» Your goal:
Skip every picture and copy only the lines from the one containing "short hair in the photo above." to the final line of the records below.

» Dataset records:
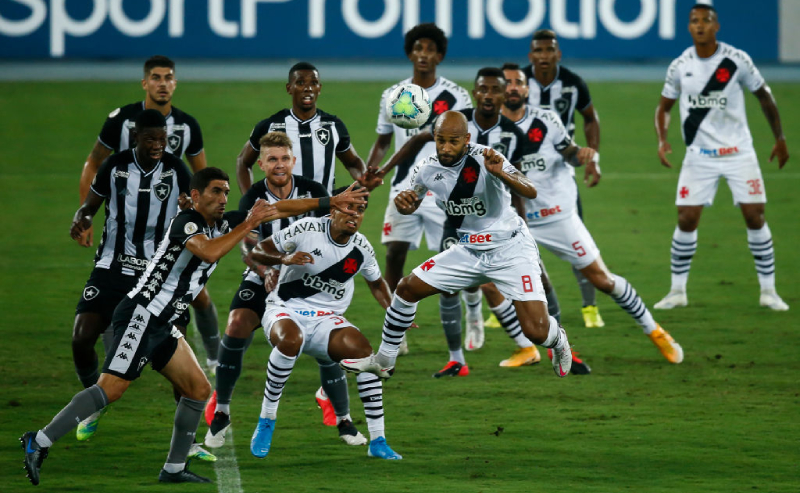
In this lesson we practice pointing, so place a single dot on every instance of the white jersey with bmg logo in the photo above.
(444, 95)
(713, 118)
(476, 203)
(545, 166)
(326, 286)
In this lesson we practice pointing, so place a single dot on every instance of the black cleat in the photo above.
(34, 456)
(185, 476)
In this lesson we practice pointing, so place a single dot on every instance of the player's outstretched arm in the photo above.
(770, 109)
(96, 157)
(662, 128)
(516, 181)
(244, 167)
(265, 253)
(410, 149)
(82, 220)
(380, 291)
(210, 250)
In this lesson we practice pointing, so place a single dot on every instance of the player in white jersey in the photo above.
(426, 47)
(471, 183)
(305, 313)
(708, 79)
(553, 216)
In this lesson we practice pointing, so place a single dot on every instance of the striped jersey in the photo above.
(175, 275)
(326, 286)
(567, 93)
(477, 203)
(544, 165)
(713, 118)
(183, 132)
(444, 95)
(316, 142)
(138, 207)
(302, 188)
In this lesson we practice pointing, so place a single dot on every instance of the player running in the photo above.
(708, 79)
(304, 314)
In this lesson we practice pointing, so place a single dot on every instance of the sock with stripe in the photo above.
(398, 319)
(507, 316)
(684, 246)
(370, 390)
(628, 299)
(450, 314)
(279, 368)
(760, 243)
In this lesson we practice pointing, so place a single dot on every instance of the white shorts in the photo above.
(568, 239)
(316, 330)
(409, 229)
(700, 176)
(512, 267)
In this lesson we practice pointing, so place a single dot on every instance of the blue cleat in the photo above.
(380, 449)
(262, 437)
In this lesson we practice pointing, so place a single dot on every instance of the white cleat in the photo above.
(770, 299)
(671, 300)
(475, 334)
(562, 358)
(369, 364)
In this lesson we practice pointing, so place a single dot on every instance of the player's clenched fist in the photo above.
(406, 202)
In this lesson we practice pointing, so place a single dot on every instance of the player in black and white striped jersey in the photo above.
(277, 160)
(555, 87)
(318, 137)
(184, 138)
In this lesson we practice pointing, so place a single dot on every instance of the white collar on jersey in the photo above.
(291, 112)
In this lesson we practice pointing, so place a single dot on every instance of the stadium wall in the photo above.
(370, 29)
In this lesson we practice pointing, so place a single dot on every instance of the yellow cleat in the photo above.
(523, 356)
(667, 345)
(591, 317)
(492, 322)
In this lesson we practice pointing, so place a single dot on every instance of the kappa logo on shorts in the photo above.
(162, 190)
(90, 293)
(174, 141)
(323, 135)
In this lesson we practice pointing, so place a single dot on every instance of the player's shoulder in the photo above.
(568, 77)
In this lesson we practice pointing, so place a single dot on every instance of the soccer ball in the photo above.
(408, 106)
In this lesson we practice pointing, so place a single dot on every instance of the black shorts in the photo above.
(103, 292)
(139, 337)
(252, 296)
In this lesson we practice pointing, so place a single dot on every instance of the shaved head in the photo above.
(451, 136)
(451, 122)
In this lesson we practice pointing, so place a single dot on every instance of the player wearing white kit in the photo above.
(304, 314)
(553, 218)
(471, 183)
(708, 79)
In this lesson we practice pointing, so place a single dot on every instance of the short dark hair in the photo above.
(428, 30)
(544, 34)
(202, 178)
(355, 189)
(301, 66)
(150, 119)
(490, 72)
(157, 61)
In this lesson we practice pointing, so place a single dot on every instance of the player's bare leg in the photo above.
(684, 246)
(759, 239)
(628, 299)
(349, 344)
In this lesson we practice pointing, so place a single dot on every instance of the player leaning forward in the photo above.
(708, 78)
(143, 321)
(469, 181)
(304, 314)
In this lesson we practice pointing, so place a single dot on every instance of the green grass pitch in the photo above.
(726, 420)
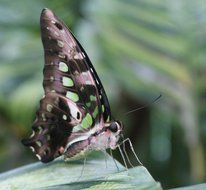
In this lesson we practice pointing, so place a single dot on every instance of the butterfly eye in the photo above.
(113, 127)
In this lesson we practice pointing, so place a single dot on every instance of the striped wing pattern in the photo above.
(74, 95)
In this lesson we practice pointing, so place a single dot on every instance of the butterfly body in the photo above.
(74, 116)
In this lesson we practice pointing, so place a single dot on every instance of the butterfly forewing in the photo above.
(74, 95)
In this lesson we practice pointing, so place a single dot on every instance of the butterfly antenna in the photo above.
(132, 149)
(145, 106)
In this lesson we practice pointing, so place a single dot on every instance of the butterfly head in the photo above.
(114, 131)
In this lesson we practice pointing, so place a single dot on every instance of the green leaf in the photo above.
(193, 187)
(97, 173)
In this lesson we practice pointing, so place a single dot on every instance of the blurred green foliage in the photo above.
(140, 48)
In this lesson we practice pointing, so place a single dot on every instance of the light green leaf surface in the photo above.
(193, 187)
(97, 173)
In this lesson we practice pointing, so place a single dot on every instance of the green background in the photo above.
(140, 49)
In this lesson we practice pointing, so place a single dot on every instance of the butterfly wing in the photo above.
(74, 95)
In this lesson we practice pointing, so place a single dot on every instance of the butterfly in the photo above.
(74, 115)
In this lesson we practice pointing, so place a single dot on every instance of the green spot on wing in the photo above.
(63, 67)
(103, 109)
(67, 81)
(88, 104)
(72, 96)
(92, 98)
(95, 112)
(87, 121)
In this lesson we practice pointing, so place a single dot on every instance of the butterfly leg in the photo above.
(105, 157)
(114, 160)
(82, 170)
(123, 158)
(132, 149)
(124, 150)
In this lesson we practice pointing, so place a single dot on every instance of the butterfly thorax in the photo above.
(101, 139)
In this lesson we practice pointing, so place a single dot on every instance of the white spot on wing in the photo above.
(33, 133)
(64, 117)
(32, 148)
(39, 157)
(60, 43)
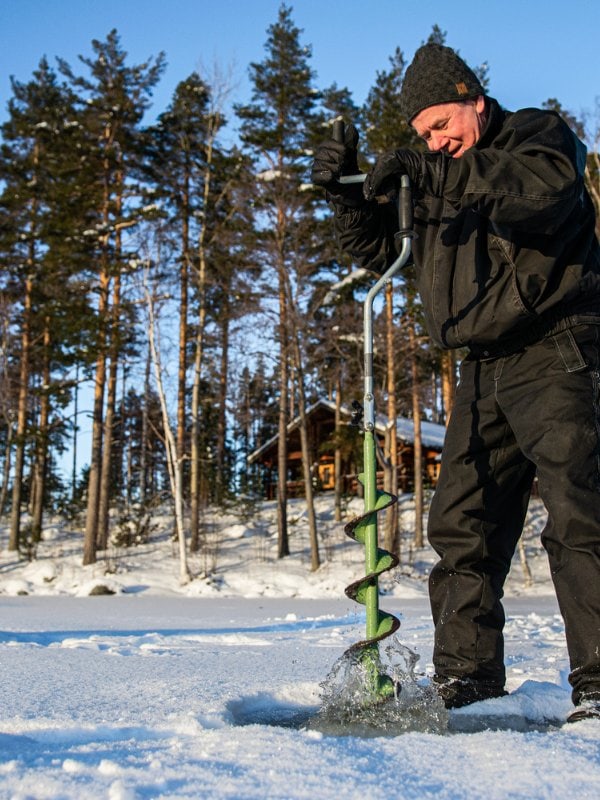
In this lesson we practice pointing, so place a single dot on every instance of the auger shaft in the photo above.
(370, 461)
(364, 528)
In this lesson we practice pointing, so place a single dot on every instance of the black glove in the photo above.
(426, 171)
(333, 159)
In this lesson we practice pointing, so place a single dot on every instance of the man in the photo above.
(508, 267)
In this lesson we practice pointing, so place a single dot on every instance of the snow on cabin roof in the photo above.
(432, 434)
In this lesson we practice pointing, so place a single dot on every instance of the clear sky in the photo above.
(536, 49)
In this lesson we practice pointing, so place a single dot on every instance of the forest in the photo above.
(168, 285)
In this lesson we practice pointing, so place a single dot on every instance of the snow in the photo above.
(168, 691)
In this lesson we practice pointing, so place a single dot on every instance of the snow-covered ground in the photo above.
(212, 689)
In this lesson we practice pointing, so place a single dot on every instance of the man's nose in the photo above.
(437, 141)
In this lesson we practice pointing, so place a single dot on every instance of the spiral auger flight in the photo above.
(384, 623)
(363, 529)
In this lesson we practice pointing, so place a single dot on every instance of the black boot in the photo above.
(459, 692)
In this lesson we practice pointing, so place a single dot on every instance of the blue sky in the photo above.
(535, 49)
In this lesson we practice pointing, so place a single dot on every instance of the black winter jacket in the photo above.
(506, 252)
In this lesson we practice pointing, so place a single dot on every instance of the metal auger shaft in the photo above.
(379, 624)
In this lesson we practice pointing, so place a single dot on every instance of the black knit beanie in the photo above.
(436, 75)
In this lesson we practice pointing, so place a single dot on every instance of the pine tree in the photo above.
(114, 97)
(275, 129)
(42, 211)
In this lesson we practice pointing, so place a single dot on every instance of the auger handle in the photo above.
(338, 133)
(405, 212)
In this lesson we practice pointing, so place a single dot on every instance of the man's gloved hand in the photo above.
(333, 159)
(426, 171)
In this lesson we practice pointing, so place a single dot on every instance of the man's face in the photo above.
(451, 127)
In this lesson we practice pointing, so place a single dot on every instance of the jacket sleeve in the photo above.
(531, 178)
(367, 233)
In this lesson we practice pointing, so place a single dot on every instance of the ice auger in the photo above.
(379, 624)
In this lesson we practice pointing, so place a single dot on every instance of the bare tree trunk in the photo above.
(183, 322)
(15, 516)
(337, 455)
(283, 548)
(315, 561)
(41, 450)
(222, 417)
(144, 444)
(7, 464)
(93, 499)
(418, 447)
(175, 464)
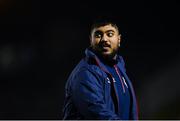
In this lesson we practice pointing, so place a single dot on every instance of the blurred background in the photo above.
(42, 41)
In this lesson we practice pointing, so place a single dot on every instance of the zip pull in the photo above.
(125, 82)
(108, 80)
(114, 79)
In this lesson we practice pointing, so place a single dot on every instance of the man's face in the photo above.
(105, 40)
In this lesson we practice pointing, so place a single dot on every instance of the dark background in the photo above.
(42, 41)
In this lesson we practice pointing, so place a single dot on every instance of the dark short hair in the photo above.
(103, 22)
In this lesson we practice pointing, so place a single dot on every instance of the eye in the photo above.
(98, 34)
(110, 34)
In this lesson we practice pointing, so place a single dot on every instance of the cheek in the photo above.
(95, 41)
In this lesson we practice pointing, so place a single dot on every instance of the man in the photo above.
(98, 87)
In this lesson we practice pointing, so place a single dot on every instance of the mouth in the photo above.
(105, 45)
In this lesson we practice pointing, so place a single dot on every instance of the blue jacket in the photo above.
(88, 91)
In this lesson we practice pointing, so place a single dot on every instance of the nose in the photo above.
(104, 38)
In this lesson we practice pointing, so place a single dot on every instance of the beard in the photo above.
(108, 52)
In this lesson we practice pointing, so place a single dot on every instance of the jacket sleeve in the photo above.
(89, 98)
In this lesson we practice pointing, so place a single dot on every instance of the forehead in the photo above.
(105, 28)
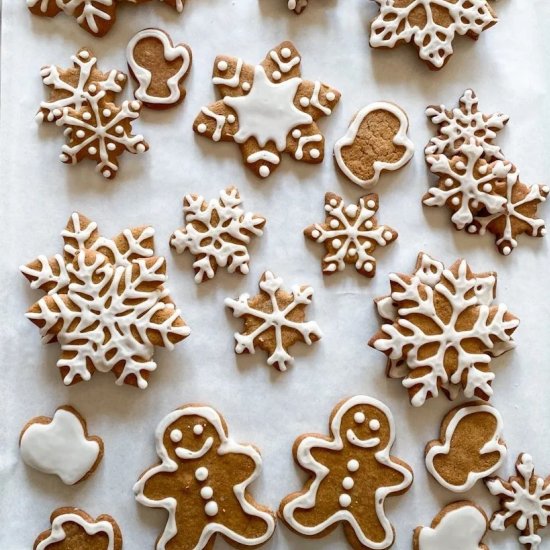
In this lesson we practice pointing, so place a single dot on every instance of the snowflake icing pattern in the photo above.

» Solved exercise:
In this lesson we practice pointing, so place a single dot on every instance of the dark short hair in the photo above.
(103, 22)
In this lesson we practice pointing, so place a single dot on every instance of the eye in the photo above.
(98, 34)
(110, 34)
In this lesson we practice pointing, so place a single dot on every instance of the cheek in the photo above.
(95, 41)
In this lesson we practice pointing, so place a single dot on every instance of the man in the photo above.
(98, 87)
In this lesson we practice pointing, so place a single dot on every instance of the mouth in the photo above.
(105, 45)
In this lesson we practice pointing, so place a single dot on every instance of the blue jacket in the photo above.
(88, 91)
In this lesson we practice pointing, so place a single dot on every instance of the nose in the photo above.
(104, 38)
In this lesson we practice pointing, so place a single dot on every instance of the beard in the photo above.
(108, 52)
In this lesson we practice pointing, so place a single dot on every instance of the jacket sleeve in the photo above.
(89, 98)
In this lesson we practice pointing, so place a single dot on every instance of the forehead in the photo above.
(105, 28)
In this lesson we practice pointing, so place a single dot on every instance of the snowflake icing pattern in the photo above.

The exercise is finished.